■ **What the task requires**
Provide only the number of lines in the records below that contain "stem".

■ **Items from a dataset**
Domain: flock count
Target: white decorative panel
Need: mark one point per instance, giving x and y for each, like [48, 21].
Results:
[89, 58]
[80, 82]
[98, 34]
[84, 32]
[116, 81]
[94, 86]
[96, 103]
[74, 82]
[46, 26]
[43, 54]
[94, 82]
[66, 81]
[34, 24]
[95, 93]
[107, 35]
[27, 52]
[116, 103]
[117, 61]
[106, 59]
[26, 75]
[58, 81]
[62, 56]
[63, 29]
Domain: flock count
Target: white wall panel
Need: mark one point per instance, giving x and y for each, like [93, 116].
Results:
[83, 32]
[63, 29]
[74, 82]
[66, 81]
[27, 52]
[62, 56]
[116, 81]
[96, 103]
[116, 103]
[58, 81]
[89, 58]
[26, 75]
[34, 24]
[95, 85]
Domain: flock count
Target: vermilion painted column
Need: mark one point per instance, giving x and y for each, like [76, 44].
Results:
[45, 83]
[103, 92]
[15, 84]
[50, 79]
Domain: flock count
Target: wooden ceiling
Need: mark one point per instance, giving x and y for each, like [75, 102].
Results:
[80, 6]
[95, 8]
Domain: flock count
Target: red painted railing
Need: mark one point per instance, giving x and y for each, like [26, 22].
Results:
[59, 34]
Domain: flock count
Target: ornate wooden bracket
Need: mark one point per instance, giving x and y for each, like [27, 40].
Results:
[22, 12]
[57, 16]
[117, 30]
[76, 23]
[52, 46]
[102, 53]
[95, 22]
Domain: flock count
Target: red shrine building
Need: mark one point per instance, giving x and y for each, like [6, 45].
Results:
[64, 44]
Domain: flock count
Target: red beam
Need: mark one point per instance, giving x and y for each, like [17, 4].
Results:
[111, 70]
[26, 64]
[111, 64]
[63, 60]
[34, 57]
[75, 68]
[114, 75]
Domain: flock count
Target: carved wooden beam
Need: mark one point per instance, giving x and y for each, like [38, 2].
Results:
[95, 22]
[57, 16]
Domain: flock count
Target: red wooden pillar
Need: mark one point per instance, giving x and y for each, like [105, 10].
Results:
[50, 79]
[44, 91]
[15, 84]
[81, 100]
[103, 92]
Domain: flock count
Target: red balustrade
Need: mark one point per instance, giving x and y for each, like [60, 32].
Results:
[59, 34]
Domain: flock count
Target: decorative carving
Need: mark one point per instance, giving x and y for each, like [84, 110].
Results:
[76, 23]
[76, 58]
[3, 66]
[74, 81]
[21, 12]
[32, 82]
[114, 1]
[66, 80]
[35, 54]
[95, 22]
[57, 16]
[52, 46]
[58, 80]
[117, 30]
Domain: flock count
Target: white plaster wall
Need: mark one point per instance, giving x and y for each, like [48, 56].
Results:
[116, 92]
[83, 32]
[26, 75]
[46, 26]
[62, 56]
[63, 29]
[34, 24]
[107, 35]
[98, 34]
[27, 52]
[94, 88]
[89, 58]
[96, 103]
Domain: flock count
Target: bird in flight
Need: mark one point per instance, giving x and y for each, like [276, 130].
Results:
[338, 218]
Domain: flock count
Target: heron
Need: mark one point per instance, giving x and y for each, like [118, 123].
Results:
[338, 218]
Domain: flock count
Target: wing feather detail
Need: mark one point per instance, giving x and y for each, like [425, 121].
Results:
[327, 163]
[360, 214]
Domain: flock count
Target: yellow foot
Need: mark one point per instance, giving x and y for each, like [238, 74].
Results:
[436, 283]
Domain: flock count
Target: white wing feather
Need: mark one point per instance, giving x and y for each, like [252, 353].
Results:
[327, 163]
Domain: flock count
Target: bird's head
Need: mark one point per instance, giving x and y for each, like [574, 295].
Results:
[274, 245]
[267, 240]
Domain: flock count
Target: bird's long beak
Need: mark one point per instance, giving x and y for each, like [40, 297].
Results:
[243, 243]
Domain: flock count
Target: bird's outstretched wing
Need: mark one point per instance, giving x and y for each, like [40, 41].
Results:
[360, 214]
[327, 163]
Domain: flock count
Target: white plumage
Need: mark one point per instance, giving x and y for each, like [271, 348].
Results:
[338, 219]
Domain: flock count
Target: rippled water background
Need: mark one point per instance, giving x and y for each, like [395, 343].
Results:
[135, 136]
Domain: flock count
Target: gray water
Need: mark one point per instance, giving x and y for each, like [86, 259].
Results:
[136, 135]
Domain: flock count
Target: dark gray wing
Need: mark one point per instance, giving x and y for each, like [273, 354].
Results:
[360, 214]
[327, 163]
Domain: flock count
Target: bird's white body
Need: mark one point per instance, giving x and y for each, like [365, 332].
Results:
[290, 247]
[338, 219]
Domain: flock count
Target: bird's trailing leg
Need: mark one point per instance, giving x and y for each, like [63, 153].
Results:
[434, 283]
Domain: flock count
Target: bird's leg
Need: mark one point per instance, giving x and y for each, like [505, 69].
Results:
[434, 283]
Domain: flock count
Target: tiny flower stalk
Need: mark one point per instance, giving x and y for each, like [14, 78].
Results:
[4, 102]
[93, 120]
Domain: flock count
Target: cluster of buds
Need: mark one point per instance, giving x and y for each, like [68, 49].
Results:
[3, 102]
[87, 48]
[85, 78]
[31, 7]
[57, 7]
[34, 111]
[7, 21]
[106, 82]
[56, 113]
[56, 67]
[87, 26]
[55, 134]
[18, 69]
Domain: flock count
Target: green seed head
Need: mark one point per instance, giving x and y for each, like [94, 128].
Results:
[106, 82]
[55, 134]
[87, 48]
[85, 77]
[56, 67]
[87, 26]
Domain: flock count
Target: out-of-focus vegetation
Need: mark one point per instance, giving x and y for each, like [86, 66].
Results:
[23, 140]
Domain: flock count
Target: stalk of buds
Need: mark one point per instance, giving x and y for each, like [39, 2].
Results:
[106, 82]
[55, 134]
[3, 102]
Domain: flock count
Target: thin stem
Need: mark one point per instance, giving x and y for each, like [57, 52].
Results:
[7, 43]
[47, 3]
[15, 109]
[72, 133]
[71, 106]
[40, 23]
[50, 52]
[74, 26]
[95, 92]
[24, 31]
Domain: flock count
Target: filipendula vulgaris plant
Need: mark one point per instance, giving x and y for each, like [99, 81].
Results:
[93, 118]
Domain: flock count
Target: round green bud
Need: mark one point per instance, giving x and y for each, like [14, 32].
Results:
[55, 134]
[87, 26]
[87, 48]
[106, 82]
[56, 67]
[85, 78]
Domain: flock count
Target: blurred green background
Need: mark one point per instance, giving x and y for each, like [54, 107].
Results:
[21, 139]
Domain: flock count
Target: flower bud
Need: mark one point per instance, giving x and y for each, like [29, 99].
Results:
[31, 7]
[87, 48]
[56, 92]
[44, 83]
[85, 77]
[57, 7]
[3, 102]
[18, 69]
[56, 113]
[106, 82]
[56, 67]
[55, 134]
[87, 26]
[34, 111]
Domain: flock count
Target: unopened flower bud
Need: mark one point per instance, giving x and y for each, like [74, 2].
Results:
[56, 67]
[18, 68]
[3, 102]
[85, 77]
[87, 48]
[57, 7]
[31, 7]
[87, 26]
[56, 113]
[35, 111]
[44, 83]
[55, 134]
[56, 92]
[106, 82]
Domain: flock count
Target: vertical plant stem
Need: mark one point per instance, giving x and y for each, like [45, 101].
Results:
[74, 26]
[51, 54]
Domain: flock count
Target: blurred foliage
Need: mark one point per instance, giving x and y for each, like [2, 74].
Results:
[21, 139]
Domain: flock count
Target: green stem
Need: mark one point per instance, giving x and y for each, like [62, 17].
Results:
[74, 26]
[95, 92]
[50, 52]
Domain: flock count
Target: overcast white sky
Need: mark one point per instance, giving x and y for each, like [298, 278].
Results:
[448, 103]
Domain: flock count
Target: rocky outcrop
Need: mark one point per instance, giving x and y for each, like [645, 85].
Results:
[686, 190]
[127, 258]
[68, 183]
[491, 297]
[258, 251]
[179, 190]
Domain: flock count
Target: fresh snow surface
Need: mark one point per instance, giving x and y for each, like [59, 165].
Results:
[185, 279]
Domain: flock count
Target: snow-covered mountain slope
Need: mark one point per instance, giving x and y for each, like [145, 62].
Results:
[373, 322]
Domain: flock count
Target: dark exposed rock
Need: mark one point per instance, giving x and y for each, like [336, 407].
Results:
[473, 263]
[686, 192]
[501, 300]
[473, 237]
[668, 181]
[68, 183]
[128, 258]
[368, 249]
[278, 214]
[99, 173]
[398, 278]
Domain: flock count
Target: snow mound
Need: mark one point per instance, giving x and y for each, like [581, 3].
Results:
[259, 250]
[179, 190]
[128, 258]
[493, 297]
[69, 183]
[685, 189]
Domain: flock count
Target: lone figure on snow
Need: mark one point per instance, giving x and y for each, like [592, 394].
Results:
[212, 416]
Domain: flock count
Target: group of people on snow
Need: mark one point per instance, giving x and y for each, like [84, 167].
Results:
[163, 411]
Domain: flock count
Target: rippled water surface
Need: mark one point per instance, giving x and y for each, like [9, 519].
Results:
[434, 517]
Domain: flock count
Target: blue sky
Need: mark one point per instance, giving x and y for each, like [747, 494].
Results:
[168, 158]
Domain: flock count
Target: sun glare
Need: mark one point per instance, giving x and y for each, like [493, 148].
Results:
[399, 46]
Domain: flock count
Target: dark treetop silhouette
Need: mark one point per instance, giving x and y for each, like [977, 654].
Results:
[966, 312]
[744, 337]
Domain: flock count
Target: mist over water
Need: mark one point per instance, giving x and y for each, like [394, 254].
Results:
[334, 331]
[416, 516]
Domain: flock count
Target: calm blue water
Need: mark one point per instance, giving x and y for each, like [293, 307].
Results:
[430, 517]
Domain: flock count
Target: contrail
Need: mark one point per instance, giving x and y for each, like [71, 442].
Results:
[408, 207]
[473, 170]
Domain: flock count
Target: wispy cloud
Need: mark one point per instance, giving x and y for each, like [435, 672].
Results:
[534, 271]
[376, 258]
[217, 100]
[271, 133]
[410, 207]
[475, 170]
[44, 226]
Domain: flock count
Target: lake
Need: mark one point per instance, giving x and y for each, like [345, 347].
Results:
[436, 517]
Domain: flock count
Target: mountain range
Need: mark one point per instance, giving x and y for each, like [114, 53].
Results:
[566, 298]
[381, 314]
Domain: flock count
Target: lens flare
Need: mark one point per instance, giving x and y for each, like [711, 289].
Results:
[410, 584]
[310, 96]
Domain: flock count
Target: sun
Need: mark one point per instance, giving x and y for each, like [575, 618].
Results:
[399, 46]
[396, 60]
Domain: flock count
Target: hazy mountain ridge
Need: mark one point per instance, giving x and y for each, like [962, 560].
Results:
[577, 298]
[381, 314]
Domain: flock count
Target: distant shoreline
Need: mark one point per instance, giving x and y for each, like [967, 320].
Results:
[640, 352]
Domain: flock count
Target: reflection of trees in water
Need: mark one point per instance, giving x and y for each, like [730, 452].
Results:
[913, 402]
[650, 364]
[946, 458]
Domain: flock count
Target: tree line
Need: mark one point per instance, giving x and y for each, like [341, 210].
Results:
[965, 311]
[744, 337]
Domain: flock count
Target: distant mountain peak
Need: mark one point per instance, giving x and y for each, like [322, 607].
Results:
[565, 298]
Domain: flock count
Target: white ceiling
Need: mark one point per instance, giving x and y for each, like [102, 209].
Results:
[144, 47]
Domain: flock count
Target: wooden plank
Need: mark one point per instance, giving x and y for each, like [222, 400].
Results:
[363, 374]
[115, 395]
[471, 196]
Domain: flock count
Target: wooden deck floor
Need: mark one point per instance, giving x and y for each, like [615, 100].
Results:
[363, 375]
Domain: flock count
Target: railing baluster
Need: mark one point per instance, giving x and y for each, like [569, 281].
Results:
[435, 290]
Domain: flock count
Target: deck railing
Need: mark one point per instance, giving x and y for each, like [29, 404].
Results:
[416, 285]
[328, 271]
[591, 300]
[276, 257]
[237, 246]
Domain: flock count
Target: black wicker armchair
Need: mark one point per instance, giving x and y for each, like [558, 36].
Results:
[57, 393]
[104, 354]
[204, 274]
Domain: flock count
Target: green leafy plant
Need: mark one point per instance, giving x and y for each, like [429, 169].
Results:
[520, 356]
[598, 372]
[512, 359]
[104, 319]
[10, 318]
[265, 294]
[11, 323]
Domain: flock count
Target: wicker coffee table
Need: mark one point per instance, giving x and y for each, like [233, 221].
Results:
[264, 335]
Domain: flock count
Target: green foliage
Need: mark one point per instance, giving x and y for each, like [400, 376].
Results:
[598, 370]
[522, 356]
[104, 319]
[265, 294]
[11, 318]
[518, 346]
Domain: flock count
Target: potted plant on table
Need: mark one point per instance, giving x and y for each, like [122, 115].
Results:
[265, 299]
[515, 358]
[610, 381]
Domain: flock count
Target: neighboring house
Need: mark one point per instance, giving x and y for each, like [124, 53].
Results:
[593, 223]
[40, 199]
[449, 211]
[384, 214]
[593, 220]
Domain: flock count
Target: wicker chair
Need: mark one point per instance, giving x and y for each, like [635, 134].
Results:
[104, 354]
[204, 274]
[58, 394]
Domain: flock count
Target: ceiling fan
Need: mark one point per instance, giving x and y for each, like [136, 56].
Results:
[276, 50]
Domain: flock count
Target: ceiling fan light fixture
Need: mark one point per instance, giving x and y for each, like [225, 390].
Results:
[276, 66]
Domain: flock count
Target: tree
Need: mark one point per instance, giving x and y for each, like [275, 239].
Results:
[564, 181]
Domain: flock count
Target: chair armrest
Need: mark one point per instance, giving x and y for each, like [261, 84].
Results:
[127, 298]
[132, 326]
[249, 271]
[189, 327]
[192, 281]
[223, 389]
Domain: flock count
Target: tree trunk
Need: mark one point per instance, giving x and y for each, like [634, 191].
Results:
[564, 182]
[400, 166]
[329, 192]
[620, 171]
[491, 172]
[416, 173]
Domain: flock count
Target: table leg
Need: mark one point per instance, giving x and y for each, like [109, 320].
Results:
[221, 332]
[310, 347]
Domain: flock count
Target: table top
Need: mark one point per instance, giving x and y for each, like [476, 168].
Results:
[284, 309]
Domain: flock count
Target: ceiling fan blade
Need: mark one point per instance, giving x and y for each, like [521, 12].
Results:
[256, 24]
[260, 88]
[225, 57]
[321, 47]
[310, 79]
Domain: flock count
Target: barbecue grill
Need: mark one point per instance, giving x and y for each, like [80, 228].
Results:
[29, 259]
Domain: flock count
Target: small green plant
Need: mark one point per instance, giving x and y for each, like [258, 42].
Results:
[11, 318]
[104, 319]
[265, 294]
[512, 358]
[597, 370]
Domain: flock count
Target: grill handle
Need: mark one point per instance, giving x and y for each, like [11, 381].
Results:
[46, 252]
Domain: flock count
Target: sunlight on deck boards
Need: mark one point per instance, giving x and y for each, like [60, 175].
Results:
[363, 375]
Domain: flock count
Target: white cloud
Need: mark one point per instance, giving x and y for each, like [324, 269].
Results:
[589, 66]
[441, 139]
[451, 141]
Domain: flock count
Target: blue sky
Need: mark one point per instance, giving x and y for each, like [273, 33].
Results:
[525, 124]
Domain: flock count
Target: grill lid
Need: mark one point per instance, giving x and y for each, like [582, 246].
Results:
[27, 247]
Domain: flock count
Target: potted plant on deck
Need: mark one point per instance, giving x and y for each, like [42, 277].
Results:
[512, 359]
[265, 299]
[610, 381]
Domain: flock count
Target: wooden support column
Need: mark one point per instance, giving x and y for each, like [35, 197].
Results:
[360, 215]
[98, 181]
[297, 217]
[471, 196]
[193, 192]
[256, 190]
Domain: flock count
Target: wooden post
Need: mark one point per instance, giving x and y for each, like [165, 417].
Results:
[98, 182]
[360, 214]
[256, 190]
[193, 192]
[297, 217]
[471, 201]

■ **Response box**
3